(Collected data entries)
☆ ☆ ☆ ☆ ☆ ☆ ☆
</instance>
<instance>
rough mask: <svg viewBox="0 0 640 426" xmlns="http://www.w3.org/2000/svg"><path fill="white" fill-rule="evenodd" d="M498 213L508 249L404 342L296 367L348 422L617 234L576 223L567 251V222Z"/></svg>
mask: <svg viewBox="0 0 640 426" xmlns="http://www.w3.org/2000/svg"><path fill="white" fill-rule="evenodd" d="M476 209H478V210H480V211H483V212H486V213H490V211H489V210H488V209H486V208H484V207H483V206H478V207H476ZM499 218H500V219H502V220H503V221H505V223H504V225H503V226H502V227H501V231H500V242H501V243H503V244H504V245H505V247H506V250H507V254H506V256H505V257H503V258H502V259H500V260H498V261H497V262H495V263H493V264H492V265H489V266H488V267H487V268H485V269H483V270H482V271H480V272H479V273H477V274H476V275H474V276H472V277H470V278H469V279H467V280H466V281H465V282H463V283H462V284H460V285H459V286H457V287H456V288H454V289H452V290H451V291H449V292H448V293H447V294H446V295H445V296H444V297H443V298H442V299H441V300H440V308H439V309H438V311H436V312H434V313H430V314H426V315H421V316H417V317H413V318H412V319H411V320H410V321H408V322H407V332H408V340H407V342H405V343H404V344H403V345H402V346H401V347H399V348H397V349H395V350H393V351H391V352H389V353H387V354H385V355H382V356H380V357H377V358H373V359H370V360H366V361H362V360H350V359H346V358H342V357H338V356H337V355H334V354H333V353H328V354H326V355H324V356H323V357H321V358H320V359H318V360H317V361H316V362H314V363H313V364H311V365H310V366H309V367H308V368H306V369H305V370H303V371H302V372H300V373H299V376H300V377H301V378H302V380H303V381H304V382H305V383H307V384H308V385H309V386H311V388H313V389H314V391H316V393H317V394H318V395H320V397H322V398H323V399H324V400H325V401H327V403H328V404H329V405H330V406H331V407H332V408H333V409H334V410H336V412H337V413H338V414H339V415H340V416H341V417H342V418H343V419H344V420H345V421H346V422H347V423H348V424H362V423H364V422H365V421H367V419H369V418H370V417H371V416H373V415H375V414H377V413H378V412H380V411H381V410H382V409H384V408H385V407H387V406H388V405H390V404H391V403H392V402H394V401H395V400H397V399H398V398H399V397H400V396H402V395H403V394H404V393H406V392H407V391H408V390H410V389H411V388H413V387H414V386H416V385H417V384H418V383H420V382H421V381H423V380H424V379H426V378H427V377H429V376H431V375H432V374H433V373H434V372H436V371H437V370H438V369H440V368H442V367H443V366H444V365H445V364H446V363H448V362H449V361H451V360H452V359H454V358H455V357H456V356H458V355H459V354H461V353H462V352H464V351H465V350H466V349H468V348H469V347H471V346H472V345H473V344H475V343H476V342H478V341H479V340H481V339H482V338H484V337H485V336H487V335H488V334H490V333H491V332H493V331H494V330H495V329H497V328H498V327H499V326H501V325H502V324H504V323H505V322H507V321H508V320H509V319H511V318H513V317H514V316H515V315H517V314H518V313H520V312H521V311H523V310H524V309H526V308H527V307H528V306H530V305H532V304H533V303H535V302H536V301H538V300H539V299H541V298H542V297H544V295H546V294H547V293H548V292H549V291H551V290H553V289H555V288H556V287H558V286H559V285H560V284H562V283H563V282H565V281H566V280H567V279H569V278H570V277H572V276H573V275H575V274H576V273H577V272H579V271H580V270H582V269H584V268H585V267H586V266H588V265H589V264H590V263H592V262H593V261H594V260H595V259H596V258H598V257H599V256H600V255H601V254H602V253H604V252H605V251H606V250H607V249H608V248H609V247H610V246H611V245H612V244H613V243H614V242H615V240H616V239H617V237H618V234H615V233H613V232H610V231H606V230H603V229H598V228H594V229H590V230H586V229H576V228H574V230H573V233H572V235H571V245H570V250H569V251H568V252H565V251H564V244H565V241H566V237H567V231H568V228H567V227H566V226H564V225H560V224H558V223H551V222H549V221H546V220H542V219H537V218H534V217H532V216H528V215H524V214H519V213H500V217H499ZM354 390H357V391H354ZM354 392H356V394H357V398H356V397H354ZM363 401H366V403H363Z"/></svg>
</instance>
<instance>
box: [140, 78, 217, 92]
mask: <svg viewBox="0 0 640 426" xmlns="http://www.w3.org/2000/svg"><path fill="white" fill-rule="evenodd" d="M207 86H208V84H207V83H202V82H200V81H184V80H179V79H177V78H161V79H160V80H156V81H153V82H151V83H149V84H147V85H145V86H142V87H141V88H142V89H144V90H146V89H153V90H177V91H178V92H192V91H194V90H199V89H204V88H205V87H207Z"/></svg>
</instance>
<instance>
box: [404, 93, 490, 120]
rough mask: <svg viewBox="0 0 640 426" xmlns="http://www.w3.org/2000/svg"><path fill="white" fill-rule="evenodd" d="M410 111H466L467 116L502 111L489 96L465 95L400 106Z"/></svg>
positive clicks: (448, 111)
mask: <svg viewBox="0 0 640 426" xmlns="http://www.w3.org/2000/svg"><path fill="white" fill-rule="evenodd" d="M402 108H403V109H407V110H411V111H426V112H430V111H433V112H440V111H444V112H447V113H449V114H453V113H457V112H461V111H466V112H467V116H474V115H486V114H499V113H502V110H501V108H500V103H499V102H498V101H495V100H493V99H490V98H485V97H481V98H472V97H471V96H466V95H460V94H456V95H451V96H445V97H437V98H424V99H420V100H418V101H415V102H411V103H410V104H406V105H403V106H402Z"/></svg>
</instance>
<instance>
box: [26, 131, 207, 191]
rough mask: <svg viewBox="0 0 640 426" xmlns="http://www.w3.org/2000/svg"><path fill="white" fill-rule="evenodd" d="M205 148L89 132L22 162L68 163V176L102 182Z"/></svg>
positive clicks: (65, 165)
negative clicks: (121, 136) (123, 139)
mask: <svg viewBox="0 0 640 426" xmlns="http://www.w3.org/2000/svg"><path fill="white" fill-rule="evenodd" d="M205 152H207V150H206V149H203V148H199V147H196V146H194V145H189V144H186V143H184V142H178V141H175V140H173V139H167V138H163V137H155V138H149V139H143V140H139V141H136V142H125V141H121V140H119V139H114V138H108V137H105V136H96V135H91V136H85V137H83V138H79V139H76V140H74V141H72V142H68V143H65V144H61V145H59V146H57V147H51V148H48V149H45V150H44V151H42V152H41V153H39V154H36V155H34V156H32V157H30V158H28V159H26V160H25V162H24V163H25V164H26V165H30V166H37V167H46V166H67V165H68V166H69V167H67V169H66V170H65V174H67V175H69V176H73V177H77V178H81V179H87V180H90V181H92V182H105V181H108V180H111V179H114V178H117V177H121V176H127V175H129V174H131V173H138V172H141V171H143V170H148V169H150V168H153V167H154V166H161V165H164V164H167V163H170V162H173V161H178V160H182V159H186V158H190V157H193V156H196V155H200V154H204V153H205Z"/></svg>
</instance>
☆ ☆ ☆ ☆ ☆ ☆ ☆
Scan the lines above for "148L89 132L22 162L68" and for "positive clicks: (65, 165)". Repeat exactly the line holding each of them and every line in between.

rough mask: <svg viewBox="0 0 640 426" xmlns="http://www.w3.org/2000/svg"><path fill="white" fill-rule="evenodd" d="M205 148L89 132L22 162L68 163V176L102 182Z"/></svg>
positive clicks: (65, 165)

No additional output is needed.